◆ **Stated exercise**
Change "trace the outline" to "draw the boundary" in every line of the listing below, and leave everything else untouched.

Data extracted from a collection:
------------------------

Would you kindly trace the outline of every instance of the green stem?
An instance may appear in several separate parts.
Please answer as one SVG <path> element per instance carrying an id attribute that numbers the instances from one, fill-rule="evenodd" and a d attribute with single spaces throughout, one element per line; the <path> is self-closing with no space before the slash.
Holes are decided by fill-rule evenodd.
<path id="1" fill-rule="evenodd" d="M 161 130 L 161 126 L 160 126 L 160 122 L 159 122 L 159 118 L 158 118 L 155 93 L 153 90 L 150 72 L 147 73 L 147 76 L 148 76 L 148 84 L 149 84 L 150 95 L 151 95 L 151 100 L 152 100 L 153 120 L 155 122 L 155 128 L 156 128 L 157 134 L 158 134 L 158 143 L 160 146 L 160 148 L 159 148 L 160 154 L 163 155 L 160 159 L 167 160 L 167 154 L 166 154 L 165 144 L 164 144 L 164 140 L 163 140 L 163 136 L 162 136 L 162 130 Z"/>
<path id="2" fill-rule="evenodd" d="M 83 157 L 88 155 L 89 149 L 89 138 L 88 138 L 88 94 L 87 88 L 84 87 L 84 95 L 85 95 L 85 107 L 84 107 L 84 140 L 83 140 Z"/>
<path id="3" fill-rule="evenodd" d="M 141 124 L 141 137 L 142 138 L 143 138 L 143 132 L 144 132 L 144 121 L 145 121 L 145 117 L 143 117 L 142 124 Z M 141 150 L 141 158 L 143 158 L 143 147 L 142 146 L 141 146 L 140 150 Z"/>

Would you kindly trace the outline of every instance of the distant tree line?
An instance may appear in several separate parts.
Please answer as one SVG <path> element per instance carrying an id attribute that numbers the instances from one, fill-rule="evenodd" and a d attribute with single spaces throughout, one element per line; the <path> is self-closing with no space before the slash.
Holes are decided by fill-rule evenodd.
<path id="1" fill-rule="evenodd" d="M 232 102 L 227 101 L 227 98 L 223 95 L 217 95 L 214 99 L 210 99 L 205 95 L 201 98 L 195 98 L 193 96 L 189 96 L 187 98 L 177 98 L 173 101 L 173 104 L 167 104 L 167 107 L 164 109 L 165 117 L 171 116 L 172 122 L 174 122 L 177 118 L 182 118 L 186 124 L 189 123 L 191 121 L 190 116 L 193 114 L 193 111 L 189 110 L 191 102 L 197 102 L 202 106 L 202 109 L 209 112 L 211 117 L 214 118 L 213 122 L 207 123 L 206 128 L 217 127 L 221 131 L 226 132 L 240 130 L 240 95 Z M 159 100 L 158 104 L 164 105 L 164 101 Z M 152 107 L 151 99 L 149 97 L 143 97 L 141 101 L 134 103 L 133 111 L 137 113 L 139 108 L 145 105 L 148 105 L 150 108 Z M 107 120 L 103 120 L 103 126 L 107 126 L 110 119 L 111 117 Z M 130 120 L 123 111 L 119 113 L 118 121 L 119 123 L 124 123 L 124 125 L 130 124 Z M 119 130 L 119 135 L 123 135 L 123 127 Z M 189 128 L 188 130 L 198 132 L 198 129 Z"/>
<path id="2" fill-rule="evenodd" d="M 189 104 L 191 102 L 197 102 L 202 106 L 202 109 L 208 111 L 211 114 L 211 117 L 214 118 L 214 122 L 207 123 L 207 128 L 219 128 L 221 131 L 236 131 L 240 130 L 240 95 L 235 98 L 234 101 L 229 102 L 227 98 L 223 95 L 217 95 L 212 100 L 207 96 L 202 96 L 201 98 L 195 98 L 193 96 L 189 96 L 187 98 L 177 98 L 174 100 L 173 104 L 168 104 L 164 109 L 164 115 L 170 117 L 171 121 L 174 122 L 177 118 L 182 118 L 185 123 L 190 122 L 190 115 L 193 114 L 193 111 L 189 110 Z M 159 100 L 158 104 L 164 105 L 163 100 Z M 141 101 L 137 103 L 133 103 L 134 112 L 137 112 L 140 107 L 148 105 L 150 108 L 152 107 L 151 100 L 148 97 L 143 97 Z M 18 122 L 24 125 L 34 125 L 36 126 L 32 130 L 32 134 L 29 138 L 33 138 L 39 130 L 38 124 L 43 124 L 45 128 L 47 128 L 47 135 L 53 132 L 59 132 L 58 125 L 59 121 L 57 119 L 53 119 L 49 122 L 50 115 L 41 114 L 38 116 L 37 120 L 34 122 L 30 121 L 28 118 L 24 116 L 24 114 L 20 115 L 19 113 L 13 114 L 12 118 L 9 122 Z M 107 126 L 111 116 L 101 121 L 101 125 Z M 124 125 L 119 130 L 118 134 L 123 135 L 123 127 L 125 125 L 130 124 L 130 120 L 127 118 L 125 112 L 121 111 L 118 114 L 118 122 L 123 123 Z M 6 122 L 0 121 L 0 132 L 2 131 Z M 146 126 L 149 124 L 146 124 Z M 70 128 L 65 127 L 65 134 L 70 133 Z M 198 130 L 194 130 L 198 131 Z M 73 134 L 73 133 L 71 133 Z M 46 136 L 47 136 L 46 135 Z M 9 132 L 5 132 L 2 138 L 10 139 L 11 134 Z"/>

------------------------

◆ **Output below**
Would you kindly draw the boundary of every instance of the green stem?
An instance may appear in several separate parts.
Please answer as one SVG <path> element per instance carrying an id attribute that numbers the instances from one, fill-rule="evenodd" and a d attribute with single spaces throughout, one element per line; the <path> is self-closing with no space before the slash.
Holes are decided by fill-rule evenodd.
<path id="1" fill-rule="evenodd" d="M 161 130 L 161 126 L 160 126 L 160 122 L 159 122 L 159 118 L 158 118 L 155 93 L 153 90 L 150 72 L 147 73 L 147 76 L 148 76 L 148 84 L 149 84 L 150 95 L 151 95 L 151 100 L 152 100 L 153 120 L 155 122 L 155 128 L 156 128 L 157 134 L 158 134 L 158 143 L 160 146 L 160 148 L 159 148 L 160 154 L 163 155 L 160 159 L 167 160 L 167 154 L 166 154 L 165 144 L 164 144 L 164 140 L 163 140 L 163 136 L 162 136 L 162 130 Z"/>
<path id="2" fill-rule="evenodd" d="M 83 157 L 88 155 L 89 149 L 89 138 L 88 138 L 88 94 L 87 88 L 84 87 L 84 95 L 85 95 L 85 107 L 84 107 L 84 140 L 83 140 Z"/>
<path id="3" fill-rule="evenodd" d="M 141 124 L 141 137 L 142 138 L 143 138 L 143 132 L 144 132 L 144 121 L 145 121 L 145 117 L 143 117 L 142 124 Z M 141 150 L 141 158 L 143 158 L 143 147 L 142 146 L 141 146 L 140 150 Z"/>

Would you kindly draw the boundary of every instance of the distant tree line?
An instance may appear in several separate parts.
Please answer as one SVG <path> element per instance carrying an id attribute that numbers the instances from one, fill-rule="evenodd" and a d attribute with single spaces throughout, one element per line; the <path> is self-closing with no space before the slash.
Holes are decided by fill-rule evenodd.
<path id="1" fill-rule="evenodd" d="M 232 102 L 227 101 L 227 98 L 223 95 L 217 95 L 214 99 L 210 99 L 205 95 L 201 98 L 195 98 L 193 96 L 189 96 L 187 98 L 177 98 L 173 101 L 173 104 L 167 104 L 167 107 L 164 109 L 165 117 L 171 116 L 172 122 L 174 122 L 177 118 L 182 118 L 186 124 L 189 123 L 191 121 L 190 116 L 193 114 L 193 111 L 189 110 L 191 102 L 197 102 L 202 106 L 202 109 L 209 112 L 211 117 L 214 118 L 213 122 L 207 123 L 206 128 L 217 127 L 221 131 L 226 132 L 240 130 L 240 95 Z M 159 100 L 158 104 L 164 105 L 164 101 Z M 152 107 L 151 99 L 149 97 L 143 97 L 141 101 L 134 103 L 133 111 L 137 113 L 139 108 L 145 105 L 148 105 L 150 108 Z M 107 120 L 103 120 L 103 126 L 107 126 L 110 119 L 111 117 Z M 130 120 L 123 111 L 119 113 L 118 121 L 119 123 L 124 123 L 124 125 L 130 124 Z M 119 130 L 119 135 L 123 135 L 123 127 Z M 189 128 L 188 130 L 198 132 L 198 129 Z"/>
<path id="2" fill-rule="evenodd" d="M 189 104 L 191 102 L 197 102 L 202 106 L 202 109 L 208 111 L 211 114 L 211 117 L 214 118 L 214 122 L 207 123 L 207 128 L 219 128 L 221 131 L 236 131 L 240 130 L 240 95 L 235 98 L 234 101 L 229 102 L 227 98 L 223 95 L 217 95 L 212 100 L 207 96 L 202 96 L 201 98 L 195 98 L 193 96 L 189 96 L 187 98 L 177 98 L 174 100 L 173 104 L 168 104 L 164 109 L 164 115 L 170 117 L 171 121 L 174 122 L 177 118 L 182 118 L 185 123 L 190 122 L 190 115 L 193 114 L 193 111 L 189 110 Z M 159 100 L 158 104 L 164 105 L 163 100 Z M 141 101 L 137 103 L 133 103 L 134 112 L 137 112 L 140 107 L 148 105 L 150 108 L 152 107 L 151 100 L 148 97 L 143 97 Z M 18 122 L 24 125 L 34 125 L 36 126 L 32 130 L 32 134 L 29 138 L 33 138 L 39 130 L 38 124 L 43 124 L 45 128 L 47 128 L 47 135 L 53 132 L 59 132 L 58 125 L 59 121 L 57 119 L 53 119 L 49 122 L 50 115 L 41 114 L 38 116 L 37 120 L 34 122 L 30 121 L 28 118 L 24 116 L 24 114 L 20 115 L 19 113 L 13 114 L 12 118 L 9 122 Z M 107 126 L 111 116 L 101 121 L 101 125 Z M 124 125 L 119 130 L 118 134 L 123 135 L 123 127 L 125 125 L 130 124 L 130 120 L 127 118 L 125 112 L 121 111 L 118 114 L 118 122 L 123 123 Z M 6 122 L 0 121 L 0 132 L 2 131 Z M 146 126 L 149 124 L 146 124 Z M 70 128 L 65 127 L 65 134 L 70 133 Z M 198 130 L 194 130 L 198 131 Z M 73 134 L 73 133 L 71 133 Z M 46 136 L 47 136 L 46 135 Z M 9 132 L 5 132 L 2 138 L 10 139 L 11 134 Z"/>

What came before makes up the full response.